**課題一覧:**
1. エアコン特集の記事によると、シャープの試算では、フィルターの目詰まりを放置した場合、電気代はどの程度増加しますか。
2. エアコン特集の記事を、最後の文に続けて書き進めてください。

2021.04.08 【エアコン特集】コロナ禍で空気質に関心最新モデルへ買い替え進む

エアコン商戦では夏本番に向け、今の時期から早期点検、前倒しの買い替え提案が重要な時期となる

 ルームエアコンは、このところ順調に需要が伸びている。特にコロナ禍の中、空気質への関心が高まることで、最新モデルへの買い替えが進んだ。21年度は引き続き20年度並みの需要になるかは不透明だが、コロナ禍で高まった空気質への関心は長く続くと見られ、ルームエアコンに対する強いニーズは変わらないと見られる。

 新型コロナウイルス感染症拡大で、在宅時間が増えたことは、多くのユーザーの生活スタイルに変化を及ぼし、室内の清潔、空気質への関心を高めることになった。

 エアコン各社は、ユーザーの空気質への敏感なニーズに対応して、エアコン内部の除菌・脱臭など清潔性を高めた機能開発を強力に進めている。一方で、省エネかつ快適な温湿度環境を整えるほかIoT機能搭載など、空調機としての本質性能を21年モデルにおいて、より磨きをかけ臨んでいる。

 コロナ禍で在宅時間が伸びたことは、エアコンの使用時間も伸びることになり、省エネについて、ユーザーはより一層認識を改めることになった。

 ルームエアコンの買い替えが進んだ一つの理由には、この経済性の問題があったと思われる。

 10年前と比較して最新モデルの消費電力は、約5%の省エネ(資源エネルギー庁ホームページ)など、最新モデルへの買い替えが家計にもやさしいことを訴え、買い替え需要の顕在化を図ることが重要となる。

 特に省エネ性能については、よりフラッグシップモデルのほうが、APF(通年エネルギー消費効率)が高く、業界としてはフラッグシップの提案に力を入れることが重要となる。

 またエアコン内部の清潔性について、フィルター自動清掃機能の重要さも改めて訴求すべきポイントとなる。フィルターの目詰まりで消費電力が高まることも、改めて訴求すべきところだろう。

 フィルターの目を通過した細かなほこりがエアコン内部に付着することで、風量が大幅に低下、シャープの試算では、目詰まりを放っておくと20%強の電気代が増加(4.0kW機種の場合、金額で2万2000円以上)するという。

 内部の清潔性の維持は各社が力を入れるところで、フィルターの自動清掃をはじめ、熱交換器の自動洗浄など、工夫を凝らしている。

市場動向

 ルームエアコン市場は2020年(暦年)の出荷台数は過去最高のペースとなった。

**分析用データ:**
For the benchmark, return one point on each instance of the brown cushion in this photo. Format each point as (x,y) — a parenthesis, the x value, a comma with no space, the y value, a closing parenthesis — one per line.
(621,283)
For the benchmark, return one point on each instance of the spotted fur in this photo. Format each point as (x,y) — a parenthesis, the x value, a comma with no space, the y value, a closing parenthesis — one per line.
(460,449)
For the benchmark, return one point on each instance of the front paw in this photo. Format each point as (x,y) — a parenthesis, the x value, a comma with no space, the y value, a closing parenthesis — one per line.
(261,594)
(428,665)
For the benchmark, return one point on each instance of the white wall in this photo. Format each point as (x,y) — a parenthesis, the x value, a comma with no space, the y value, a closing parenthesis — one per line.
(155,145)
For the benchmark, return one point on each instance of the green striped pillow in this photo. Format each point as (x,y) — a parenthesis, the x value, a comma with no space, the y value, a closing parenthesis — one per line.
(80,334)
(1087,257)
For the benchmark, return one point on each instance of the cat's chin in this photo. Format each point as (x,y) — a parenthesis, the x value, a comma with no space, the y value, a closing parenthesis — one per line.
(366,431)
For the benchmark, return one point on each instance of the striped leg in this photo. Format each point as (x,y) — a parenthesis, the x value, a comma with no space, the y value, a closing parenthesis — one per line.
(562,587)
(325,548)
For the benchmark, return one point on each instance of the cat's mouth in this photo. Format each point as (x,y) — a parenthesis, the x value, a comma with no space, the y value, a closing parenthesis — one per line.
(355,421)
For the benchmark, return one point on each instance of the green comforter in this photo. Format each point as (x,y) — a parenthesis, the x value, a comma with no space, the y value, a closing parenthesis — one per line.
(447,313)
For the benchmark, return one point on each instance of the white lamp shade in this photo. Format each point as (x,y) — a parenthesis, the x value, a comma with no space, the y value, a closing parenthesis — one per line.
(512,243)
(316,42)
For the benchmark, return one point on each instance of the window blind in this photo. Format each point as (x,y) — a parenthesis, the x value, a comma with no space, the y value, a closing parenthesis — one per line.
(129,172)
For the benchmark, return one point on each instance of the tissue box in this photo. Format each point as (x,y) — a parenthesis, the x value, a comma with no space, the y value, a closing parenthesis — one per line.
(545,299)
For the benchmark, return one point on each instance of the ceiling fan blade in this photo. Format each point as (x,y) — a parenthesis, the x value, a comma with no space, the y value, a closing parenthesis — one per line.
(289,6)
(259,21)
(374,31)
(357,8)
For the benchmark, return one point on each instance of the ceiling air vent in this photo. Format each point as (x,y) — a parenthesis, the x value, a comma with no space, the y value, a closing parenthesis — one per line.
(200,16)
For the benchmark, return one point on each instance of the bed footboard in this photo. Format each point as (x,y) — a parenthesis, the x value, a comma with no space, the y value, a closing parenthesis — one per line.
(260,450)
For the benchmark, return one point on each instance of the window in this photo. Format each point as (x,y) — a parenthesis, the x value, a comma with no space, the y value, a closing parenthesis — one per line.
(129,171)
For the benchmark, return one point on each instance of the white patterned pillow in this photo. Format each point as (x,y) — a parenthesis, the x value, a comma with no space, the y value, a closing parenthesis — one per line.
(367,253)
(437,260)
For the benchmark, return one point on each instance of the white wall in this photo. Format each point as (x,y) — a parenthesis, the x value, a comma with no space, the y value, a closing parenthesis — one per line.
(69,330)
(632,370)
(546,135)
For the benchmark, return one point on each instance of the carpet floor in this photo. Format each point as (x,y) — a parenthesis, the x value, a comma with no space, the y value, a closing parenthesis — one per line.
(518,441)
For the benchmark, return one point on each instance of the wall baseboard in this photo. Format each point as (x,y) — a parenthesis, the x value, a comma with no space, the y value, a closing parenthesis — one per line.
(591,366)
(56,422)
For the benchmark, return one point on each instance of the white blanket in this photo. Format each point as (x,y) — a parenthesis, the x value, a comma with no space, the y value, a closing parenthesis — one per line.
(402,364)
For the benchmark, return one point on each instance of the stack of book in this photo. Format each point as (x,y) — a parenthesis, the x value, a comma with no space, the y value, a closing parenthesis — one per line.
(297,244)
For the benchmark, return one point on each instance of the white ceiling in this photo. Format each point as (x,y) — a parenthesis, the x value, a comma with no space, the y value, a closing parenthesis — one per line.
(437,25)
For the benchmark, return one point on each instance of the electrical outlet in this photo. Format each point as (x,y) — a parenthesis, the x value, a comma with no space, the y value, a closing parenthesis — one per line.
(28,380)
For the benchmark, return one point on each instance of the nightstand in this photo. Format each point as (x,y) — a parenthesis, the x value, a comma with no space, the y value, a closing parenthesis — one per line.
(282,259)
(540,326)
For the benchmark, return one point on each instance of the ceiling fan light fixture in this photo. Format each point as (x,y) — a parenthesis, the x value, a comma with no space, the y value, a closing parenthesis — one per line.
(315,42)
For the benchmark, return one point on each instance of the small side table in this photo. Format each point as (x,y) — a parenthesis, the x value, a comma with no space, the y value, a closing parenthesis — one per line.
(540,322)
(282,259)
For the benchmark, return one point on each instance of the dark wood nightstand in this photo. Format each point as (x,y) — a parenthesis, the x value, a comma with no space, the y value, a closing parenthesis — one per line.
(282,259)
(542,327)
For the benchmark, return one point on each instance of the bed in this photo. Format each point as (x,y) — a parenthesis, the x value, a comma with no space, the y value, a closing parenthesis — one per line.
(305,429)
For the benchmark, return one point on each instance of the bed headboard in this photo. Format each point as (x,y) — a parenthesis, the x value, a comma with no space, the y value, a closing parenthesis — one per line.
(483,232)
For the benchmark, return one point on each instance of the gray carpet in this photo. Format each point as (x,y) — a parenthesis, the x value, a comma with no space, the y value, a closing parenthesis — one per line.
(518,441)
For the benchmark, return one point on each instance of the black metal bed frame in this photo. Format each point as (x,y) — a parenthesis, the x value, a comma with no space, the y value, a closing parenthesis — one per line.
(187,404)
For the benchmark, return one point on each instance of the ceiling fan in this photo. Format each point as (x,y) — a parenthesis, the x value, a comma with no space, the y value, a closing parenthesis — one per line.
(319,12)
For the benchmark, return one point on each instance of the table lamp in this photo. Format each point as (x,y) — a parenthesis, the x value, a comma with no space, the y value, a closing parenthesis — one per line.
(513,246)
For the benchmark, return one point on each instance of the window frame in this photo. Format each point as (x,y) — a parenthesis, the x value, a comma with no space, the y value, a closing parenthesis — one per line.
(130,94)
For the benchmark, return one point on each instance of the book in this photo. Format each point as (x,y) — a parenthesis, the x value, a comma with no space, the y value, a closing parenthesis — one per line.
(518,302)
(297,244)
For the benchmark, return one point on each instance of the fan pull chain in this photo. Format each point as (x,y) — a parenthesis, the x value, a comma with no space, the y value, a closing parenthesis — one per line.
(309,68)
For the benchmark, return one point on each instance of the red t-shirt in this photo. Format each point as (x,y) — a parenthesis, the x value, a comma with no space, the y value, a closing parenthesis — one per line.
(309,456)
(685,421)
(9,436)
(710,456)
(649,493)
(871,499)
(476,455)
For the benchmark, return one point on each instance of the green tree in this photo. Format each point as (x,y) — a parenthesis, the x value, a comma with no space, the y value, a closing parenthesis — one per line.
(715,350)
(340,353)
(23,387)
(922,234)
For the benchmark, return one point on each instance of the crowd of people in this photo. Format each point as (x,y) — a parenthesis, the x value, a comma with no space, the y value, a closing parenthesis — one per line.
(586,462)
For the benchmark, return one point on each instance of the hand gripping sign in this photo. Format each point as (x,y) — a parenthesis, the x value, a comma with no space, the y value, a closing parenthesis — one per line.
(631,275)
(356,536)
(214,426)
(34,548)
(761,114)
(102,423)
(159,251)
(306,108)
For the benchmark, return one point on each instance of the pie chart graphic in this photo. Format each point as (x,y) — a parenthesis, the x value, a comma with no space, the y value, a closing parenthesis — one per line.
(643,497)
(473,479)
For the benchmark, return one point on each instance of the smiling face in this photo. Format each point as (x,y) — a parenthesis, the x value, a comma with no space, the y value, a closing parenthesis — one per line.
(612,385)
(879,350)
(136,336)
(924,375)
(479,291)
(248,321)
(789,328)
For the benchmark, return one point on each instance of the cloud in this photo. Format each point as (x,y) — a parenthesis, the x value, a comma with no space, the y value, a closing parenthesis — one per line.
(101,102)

**記述解答:**
1. 20%強増加し、4.0kW機種の場合は金額で2万2000円以上になります。

2.
 日本冷凍空調工業会のまとめによると、21年2月単月のルームエアコン出荷台数は、前年比16.2%増と大きく伸び、5カ月連続のプラスで推移した。

 20年(暦年)累計は、前年比0.6%増の986万9000台と5年連続の成長で、72年以降、過去最高の出荷数量を記録している。

 このところ、地球温暖化の影響もあってか、夏場の気温は上昇傾向にあり、酷暑の夏が続いている。

 長梅雨などの影響を受けた年もあったが、その後の残暑・酷暑で需要が持ち直すなど、総じて夏場の商戦は活況が続いていた。

 今年も夏場は厳しい暑さが予想されている。エアコン市場規模は、さすがに20年度を上回るのは難しいかもしれないが、それでも年度を通して900万台を上回る需要は十分に予想できる。

 市場では買い替え需要がピークを迎えていることや在宅時間の増加で、リビング以外にも寝室、子供部屋をはじめ各部屋普及が進むとみられること。さらに清潔機能の強化など、ユーザーニーズに応える商品開発が活発なことなどから、買い替え需要を顕在化させる要因は多いとみられる。

 コロナ禍はまだ継続しており、全国的に第4波の到来も懸念されるところだ。改めて在宅の機会が増えることで、ユーザーは依然として室内環境には高い関心をもちそうだ。

 現在メーカー各社が提案するフラッグシップモデルの21年モデルでは、快適暖房性能をはじめ、内部クリーン、除菌・脱臭機能搭載、さらには換気性能搭載に至るまで、室内の清潔性向上につながる特長をしっかり搭載している。

 本格的な暑さが到来する前に、これらフラッグシップモデルをじっくり説明する余裕がこの時期にはある。エアコン早期点検も絡めながら、前倒しの商戦展開がより重要だ。

熱中症対策が重要に 早期点検、買い替え提案を

 コロナ禍の影響で在宅時間が伸びることで、熱中症対策がより重要な意味を持つことになる。この点からも、エアコン早期点検活動が重要となる。

 厚生労働省は「新しい生活様式」における熱中症予防ポイントについて公開している。特に高齢者などに対して、適切な熱中症対策の重要性を呼び掛けている。

 エアコンの使用については、活用の有効性を説きつつ、新型コロナウイルス対策のためには、冷房時でも窓開放や換気扇によって換気を行う必要がある。換気により室内温度が高くなりがちになるため、エアコンの温度設定を下げるなどの調整を呼び掛けている。

 また同じ機種を10年以上使用していたり、エアコンの不調を訴えたりするユーザーに対しては、買い替え提案が求められる。

 夏本番で買い替えとなると、販売店もすぐには対応できないため、余裕のあるこの時期から検討してもらうよう働きかけることが重要だ。